• WHAT THIS EXERCISE ASKS:
• 1. In the Ignite.NET post, list every property that is assigned inside the TcpDiscoverySpi block.
• 2. Copy the part of the Ignite.NET post between "at java.net.PlainSocketImpl.connect(PlainSocketImpl.java:172)" and "at java.net.Socket.connect(Socket.java:589)", inclusive.
── GIVEN TEXT
So I have configured my Apache Ignite.NET instance to run as server:
var cfg = new IgniteConfiguration
{
CommunicationSpi = new TcpCommunicationSpi
{
LocalPort = config.CommunicationPort,
LocalPortRange = config.CommunicationPortRange,
MaxConnectTimeout = TimeSpan.FromMilliseconds(10000),
ConnectTimeout = TimeSpan.FromMilliseconds(1000)
},
AutoGenerateIgniteInstanceName = true,
ClientMode = false,
IsActiveOnStart = true,
DiscoverySpi = new TcpDiscoverySpi
{
LocalPort = config.DiscoveryPort,
LocalPortRange = config.DiscoveryPortRange,
ForceServerMode = true,
LocalAddress = localAddress,
IpFinder = new TcpDiscoveryStaticIpFinder
{
Endpoints = config.ClusterEndPoints
}
},
Localhost = config.LocalAddress,
};
I use the ForceServerMode = true and in the DiscoverySpi.Endpoints I have my local ip along with a list of IP of my cluster.
What I'm seeing is that for some reason the Join calls by ignite timeout. Here's the exception log I get:
Level: [Error], Message:[Exception on direct send: connect timed out] Native:[java.net.SocketTimeoutException: connect timed out
at java.net.DualStackPlainSocketImpl.waitForConnect(Native Method)
at java.net.DualStackPlainSocketImpl.socketConnect(DualStackPlainSocketImpl.java:85)
at java.net.AbstractPlainSocketImpl.doConnect(AbstractPlainSocketImpl.java:350)
at java.net.AbstractPlainSocketImpl.connectToAddress(AbstractPlainSocketImpl.java:206)
at java.net.AbstractPlainSocketImpl.connect(AbstractPlainSocketImpl.java:188)
at java.net.PlainSocketImpl.connect(PlainSocketImpl.java:172)
at java.net.SocksSocketImpl.connect(SocksSocketImpl.java:392)
at java.net.Socket.connect(Socket.java:589)
────
── DATA EXCERPTS
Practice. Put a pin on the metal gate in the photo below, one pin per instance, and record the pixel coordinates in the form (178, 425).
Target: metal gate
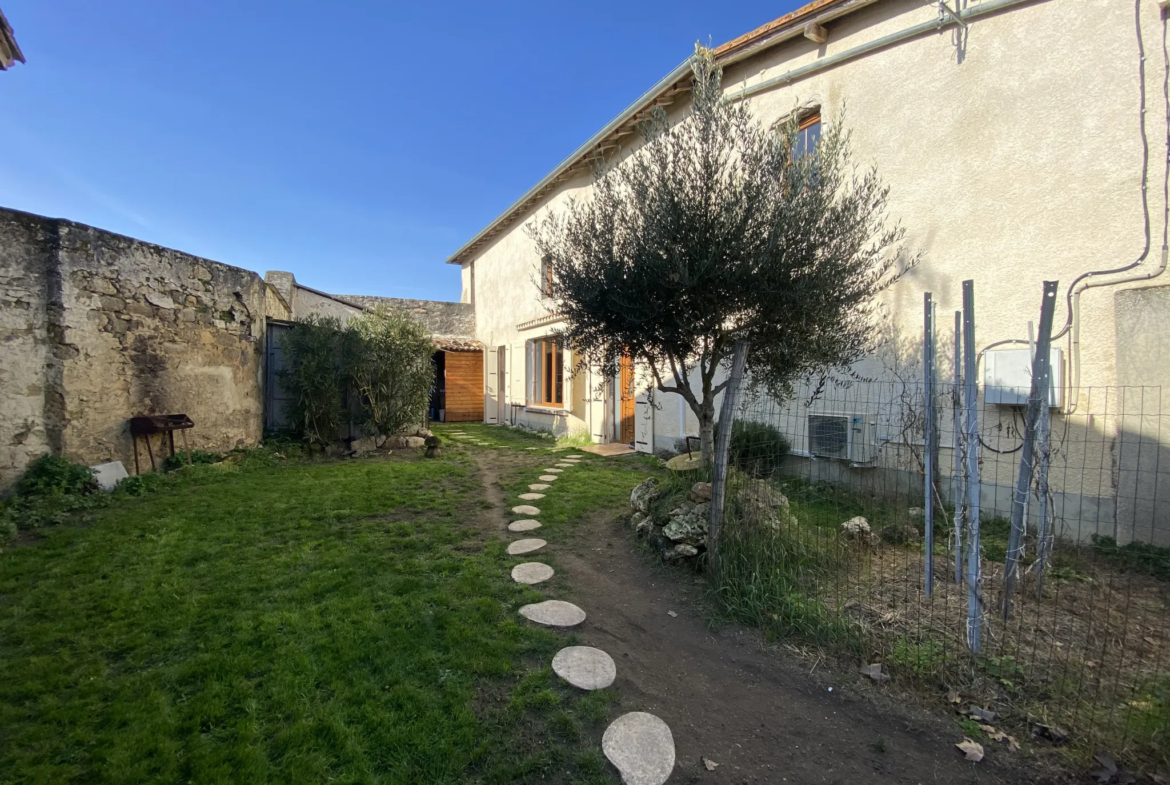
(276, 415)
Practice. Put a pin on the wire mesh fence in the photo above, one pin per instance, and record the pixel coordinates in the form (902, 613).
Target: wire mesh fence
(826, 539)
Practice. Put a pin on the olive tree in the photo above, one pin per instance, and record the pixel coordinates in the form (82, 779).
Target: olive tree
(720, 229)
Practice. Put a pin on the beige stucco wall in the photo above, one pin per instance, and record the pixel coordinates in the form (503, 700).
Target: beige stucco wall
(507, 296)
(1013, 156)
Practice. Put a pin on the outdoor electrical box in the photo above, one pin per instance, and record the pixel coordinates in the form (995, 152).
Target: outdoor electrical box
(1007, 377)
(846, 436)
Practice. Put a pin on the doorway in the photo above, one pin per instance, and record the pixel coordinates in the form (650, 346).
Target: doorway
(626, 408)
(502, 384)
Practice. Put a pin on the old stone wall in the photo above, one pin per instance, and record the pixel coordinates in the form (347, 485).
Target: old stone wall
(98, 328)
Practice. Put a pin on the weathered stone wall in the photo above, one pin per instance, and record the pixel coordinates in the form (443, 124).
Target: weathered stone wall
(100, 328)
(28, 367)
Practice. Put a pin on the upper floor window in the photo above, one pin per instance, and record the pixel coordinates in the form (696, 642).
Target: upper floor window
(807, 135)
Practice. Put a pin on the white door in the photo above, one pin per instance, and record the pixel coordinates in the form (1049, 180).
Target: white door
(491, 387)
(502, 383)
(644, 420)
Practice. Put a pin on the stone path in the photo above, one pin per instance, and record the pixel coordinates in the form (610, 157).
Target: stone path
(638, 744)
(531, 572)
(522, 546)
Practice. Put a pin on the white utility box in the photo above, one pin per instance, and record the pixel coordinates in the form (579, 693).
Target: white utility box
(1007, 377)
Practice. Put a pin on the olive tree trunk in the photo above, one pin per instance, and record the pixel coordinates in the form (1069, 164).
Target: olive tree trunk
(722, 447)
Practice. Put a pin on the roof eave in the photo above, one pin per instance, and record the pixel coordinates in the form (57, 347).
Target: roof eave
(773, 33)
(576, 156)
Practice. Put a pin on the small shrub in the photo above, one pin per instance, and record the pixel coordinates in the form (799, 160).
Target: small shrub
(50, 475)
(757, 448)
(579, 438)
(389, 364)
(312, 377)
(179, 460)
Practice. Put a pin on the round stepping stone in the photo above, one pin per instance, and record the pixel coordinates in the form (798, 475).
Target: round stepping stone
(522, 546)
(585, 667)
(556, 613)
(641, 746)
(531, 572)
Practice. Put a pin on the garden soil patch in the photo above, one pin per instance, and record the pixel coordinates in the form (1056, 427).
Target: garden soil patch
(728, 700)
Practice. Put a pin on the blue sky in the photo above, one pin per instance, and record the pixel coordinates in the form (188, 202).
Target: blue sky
────
• RESPONSES:
• 1.
LocalPort
LocalPortRange
ForceServerMode
LocalAddress
IpFinder

• 2.
at java.net.PlainSocketImpl.connect(PlainSocketImpl.java:172)
at java.net.SocksSocketImpl.connect(SocksSocketImpl.java:392)
at java.net.Socket.connect(Socket.java:589)